- [EXTRAIT DU TEXTE]:
-=-=-

Rarement ‑ et sans doute, comme l’avait pressenti Marx, dans les seules situations extrêmes où l’antagonisme de la classe dominante et de la classe exploitée réduit un moment toutes les différences, accule les hommes à la nécessité d’une action collective, et met leur volonté individuelle à la hauteur de leur passion de classe ‑, rarement voit‑on l’histoire se développer selon une logique qui annule la portée des accidents, et son sens apparaître immédiatement dans la conduite des protagonistes. Dans la révolution hongroise, comme dans toutes les révolutions sociales passées, le hasard n’est certes pas aboli. Tous les événements portent sa marque: les troupes prussiennes sont à quelques kilomètres de la Commune ‑, la guerre impérialiste est l’occasion qui rend possible la révolution russe et la circonstance qui la contraint à s’isoler, en Hongrie la révolution succombe sous l’intervention des blindés soviétiques et l’expédition de Suez n’est pas pour rien dans la résolution prise d’écraser Budapest. Mais le hasard même est plein de sens. Ce qui paraît accidentel rejoint le plus profond: car ce qui est en cause et ce qui se présente sous les traits d’une alternative radicale, c’est la nature même du rapport social; ce qui fait l’enjeu de la lutte dans le présent, c’est ce qui détermine la vie sociale jour après jour.

-=-=-

- [DONNÉES FOURNIES]:

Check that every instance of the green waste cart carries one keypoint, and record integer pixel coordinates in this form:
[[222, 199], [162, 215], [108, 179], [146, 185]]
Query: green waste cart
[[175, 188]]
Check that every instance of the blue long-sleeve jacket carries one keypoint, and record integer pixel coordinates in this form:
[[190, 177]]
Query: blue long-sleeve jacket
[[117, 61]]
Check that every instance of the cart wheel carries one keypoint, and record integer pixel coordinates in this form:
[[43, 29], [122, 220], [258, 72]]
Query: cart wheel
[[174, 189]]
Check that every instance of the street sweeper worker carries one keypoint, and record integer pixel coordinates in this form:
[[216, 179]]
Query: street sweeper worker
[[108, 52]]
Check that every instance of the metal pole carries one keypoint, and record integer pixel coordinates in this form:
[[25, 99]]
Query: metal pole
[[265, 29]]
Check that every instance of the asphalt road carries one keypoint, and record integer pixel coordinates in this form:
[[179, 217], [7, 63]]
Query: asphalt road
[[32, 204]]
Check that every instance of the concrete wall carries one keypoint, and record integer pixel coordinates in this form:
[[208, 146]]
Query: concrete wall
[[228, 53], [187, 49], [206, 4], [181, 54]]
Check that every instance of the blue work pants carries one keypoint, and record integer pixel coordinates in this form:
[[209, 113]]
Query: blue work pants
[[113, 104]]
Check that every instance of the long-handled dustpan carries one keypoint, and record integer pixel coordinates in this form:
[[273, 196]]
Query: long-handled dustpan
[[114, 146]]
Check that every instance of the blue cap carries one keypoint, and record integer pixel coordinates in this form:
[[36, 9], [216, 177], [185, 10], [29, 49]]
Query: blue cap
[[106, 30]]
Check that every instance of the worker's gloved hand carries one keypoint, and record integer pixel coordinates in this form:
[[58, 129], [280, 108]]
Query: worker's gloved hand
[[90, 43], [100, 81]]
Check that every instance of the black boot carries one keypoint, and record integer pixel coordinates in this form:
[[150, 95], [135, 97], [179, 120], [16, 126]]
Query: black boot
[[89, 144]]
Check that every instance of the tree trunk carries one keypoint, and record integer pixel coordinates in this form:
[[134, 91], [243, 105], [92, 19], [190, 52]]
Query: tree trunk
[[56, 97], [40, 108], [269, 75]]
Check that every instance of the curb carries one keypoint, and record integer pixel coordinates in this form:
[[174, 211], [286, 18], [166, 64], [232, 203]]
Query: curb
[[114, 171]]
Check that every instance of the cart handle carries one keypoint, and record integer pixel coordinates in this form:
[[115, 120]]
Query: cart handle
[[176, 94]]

-=-=-

- [CONSIGNE 1]: Selon l'extrait sur la révolution hongroise, sous quoi la révolution succombe-t-elle en Hongrie ?
- [CONSIGNE 2]: Transcrivez, s'il vous plaît, à l'identique les lignes des entrées, depuis la toute première ligne des entrées jusqu'à la ligne contenant « [[175, 188]] », celle-ci comprise.

- [RÉPONSE ATTENDUE 1]: Sous l'intervention des blindés soviétiques.

- [RÉPONSE ATTENDUE 2]:
Check that every instance of the green waste cart carries one keypoint, and record integer pixel coordinates in this form:
[[222, 199], [162, 215], [108, 179], [146, 185]]
Query: green waste cart
[[175, 188]]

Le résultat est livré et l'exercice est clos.